WORK INSTRUCTIONS.
Each entry below must appear in the output exactly as written.

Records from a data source
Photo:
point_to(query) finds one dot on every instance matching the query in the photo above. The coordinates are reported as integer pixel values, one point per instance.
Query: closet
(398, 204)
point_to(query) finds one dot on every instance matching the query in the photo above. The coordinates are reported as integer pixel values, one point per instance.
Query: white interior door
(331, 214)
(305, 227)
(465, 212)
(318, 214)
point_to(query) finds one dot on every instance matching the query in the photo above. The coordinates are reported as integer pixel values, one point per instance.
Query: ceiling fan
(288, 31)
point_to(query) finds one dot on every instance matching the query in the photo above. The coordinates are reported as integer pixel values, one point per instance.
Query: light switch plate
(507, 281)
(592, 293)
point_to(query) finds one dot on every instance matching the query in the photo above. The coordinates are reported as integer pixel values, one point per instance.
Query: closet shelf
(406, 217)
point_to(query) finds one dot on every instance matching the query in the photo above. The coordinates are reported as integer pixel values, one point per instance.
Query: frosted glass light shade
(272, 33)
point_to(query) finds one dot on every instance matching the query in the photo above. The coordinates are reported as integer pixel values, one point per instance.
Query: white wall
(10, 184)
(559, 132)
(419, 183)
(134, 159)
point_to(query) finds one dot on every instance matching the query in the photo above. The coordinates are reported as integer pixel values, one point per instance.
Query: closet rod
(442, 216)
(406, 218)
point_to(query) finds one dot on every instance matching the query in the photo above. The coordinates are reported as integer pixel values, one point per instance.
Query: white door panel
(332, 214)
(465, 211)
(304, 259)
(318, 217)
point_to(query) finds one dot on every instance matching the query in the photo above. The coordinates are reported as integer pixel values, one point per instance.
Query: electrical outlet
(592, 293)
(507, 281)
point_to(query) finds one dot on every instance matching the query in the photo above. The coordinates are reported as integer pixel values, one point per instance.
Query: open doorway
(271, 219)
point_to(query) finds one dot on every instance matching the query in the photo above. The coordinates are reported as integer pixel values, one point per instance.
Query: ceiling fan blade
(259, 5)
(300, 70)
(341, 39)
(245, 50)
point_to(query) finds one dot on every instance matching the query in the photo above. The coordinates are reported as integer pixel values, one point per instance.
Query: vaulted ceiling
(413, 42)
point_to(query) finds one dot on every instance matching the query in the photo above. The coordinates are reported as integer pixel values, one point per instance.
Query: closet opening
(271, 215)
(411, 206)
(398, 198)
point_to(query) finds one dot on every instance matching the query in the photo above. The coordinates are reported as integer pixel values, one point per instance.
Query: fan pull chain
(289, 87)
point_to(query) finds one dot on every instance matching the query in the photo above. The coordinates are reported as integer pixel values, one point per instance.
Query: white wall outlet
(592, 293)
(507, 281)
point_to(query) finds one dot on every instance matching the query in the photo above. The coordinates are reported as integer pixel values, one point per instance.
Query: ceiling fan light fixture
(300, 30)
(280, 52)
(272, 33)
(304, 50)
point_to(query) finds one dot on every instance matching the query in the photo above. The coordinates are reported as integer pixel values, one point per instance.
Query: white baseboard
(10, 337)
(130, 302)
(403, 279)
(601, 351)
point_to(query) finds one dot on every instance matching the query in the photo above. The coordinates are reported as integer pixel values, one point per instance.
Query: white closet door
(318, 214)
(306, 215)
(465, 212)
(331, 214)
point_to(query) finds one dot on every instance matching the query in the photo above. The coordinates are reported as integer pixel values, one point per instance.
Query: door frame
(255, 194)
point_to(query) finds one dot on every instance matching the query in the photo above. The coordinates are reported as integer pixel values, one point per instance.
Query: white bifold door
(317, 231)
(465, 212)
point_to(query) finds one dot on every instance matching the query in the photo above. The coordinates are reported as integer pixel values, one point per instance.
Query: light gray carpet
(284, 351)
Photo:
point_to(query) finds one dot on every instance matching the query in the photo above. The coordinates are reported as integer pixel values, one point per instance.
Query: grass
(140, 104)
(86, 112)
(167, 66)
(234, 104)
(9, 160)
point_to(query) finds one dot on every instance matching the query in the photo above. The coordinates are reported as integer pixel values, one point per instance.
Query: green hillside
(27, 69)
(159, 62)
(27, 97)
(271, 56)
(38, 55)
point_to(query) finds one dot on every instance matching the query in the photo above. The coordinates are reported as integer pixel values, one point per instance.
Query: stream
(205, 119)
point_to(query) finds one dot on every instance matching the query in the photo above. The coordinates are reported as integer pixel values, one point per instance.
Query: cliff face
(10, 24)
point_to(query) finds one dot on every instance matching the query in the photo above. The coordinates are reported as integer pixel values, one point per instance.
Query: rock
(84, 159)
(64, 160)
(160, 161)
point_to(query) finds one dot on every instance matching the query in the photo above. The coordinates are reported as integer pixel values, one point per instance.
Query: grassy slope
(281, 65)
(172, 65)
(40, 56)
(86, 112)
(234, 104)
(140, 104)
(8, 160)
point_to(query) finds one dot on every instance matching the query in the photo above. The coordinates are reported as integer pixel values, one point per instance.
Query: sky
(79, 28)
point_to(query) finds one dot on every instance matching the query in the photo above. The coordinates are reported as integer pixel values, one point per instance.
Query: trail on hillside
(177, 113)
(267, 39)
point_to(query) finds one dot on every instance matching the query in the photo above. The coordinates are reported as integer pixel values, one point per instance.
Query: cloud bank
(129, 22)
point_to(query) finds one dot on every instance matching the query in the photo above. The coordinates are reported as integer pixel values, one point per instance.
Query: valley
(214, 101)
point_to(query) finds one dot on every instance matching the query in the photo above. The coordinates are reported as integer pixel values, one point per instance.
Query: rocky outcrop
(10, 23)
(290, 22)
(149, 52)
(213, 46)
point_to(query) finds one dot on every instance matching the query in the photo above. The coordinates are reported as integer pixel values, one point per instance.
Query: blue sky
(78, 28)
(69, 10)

RESPONSE AREA.
Photo:
point_to(query) finds one dot on every instance matching the query in the photo above. The coordinates are reported as integer pixel values, one point per instance.
Query: closet
(398, 204)
point_to(query) finds one dot on every instance matching the query in the photo above. The coordinates are reported as integer pixel values, one point per instance.
Query: white interior door
(331, 214)
(305, 227)
(465, 212)
(318, 214)
point_to(query) finds one dot on every instance matching the query in the photo above. The coordinates are reported as integer pixel values, one point per instance.
Query: ceiling fan
(288, 31)
point_to(query) finds one dot on every instance matching the query in the photo above. The coordinates are reported as integer pixel values, one point per instance.
Query: light switch plate
(507, 281)
(592, 293)
point_to(query) finds one dot on every instance matching the query in the photo above. The coordinates are reported as integer pixel values, one point per instance.
Query: closet shelf
(406, 217)
point_to(query) finds one dot on every instance matching the query in the photo above. The coordinates are reported as integer pixel values, one point per instance.
Query: frosted glass light shade
(272, 33)
point_to(query) finds one dot on every instance matching the query in the photo above. The coordinates are reported as integer pixel values, one point per instance.
Query: white wall
(10, 184)
(559, 132)
(419, 183)
(134, 159)
point_to(query) finds one dot on every instance matching the query in the photo above. The coordinates are reported as integer pixel values, one point per instance.
Query: closet rod
(442, 216)
(406, 218)
point_to(query) finds one dot on every instance matching the query in the photo above. The coordinates are reported as integer pixel values, one point per instance.
Query: white door panel
(332, 214)
(465, 211)
(304, 259)
(318, 217)
point_to(query) finds one dot on every instance matching the query in the photo above. The coordinates are reported as integer pixel values, one point per instance.
Query: electrical outlet
(592, 293)
(507, 281)
point_to(query) finds one dot on every instance matching the query in the photo above. The coordinates are reported as integer pixel values, one point per instance.
Query: open doorway
(271, 219)
point_to(query) finds one dot on every instance matching the query in the photo above. The coordinates are reported as integer pixel values, one point per instance.
Query: ceiling fan blade
(259, 5)
(300, 70)
(341, 39)
(245, 50)
point_to(query) finds one dot on every instance matching the query in the photo above. The coordinates are reported as integer pixel values, one point per instance.
Query: vaulted ceiling
(413, 42)
point_to(query) finds one dot on every instance matching the query in the photo above. The coordinates are reported as integer pixel values, one point per instance.
Query: closet opening
(271, 215)
(411, 206)
(398, 198)
point_to(query) finds one dot on every instance matching the query in the photo above. The coordinates are reported as integer pixel values, one point per instance.
Query: fan pull chain
(289, 87)
point_to(query) finds one dot on every instance matching the query in the photo above. The coordinates are reported as integer pixel values, one point per instance.
Query: white wall outlet
(592, 293)
(507, 281)
point_to(query) finds one dot on every instance matching the query in the photo above. The coordinates are reported as integer pixel values, one point per instance.
Query: ceiling fan light fixture
(300, 30)
(280, 52)
(272, 33)
(304, 50)
point_to(query) finds one dot on every instance matching the query in the photo above. The coordinates are reported as integer pixel values, one point per instance.
Query: white baseboard
(10, 337)
(130, 302)
(403, 279)
(601, 351)
point_to(query) finds one dot on every instance matching the query in the photo above. The coordinates are reported as integer pixel values, one point per instance.
Query: white closet door
(318, 214)
(306, 215)
(465, 212)
(331, 214)
point_to(query) finds one dot on every instance matching the query in the photo above. The coordinates are reported as integer pixel values, one point per instance.
Query: door frame
(255, 194)
point_to(query) finds one dot on every instance matching the query in the photo above. The coordinates are reported as integer pixel values, one point per instance.
Query: white bifold door
(317, 231)
(465, 212)
point_to(query) finds one dot on every instance matching the query in the photo above. The coordinates are reported as integer pixel values, one point per instance.
Query: light gray carpet
(284, 351)
Photo:
point_to(query) finds one dot on every instance matching the query in the photo above. The coordinates are reported as integer pixel values, one point per instance.
Query: grass
(140, 104)
(86, 112)
(167, 66)
(234, 104)
(9, 160)
point_to(query) finds one dot on every instance matching the query in the photo above. The coordinates are reported as integer pixel values, one point per instance.
Query: green hillside
(27, 69)
(159, 62)
(27, 97)
(271, 56)
(38, 55)
point_to(query) finds one dot on every instance matching the query in the photo above. The coordinates are reported as integer pixel values, one point per instance.
Query: stream
(205, 119)
point_to(query) finds one dot on every instance matching the query in the photo above. The coordinates are reported as integer pixel values, one point per instance.
Query: cliff face
(10, 24)
point_to(query) finds one dot on every instance matching the query in the photo above. The coordinates are reported as integer pixel values, one point per instance.
Query: rock
(84, 159)
(64, 160)
(160, 161)
point_to(query) finds one dot on every instance matching the query in the photo above. The coordinates are reported as integer pixel values, one point per instance.
Query: grassy slope
(281, 65)
(172, 65)
(40, 56)
(86, 112)
(234, 104)
(140, 104)
(8, 160)
point_to(query) finds one dot on every instance matching the query in the photo above. The coordinates are reported as integer pixel values, one point per instance.
Query: sky
(79, 28)
point_to(query) finds one dot on every instance matching the query in the photo above. The coordinates are reported as integer pixel values, one point per instance.
Query: trail on hillside
(177, 113)
(267, 39)
point_to(query) finds one dot on every instance matching the query in the photo above. The coordinates are reported as integer pixel values, one point per instance.
Query: cloud bank
(129, 22)
point_to(query) finds one dot on every instance matching the query in the photo above. The coordinates are reported as integer pixel values, one point per instance.
Query: valley
(214, 101)
point_to(query) finds one dot on every instance matching the query in the photo above. The coordinates are reported as integer pixel values, one point per instance.
Query: rocky outcrop
(10, 23)
(290, 22)
(149, 52)
(213, 46)
point_to(query) finds one dot on every instance matching the query in the photo above. The coordinates are reported as integer pixel values, one point per instance.
Query: blue sky
(78, 28)
(69, 10)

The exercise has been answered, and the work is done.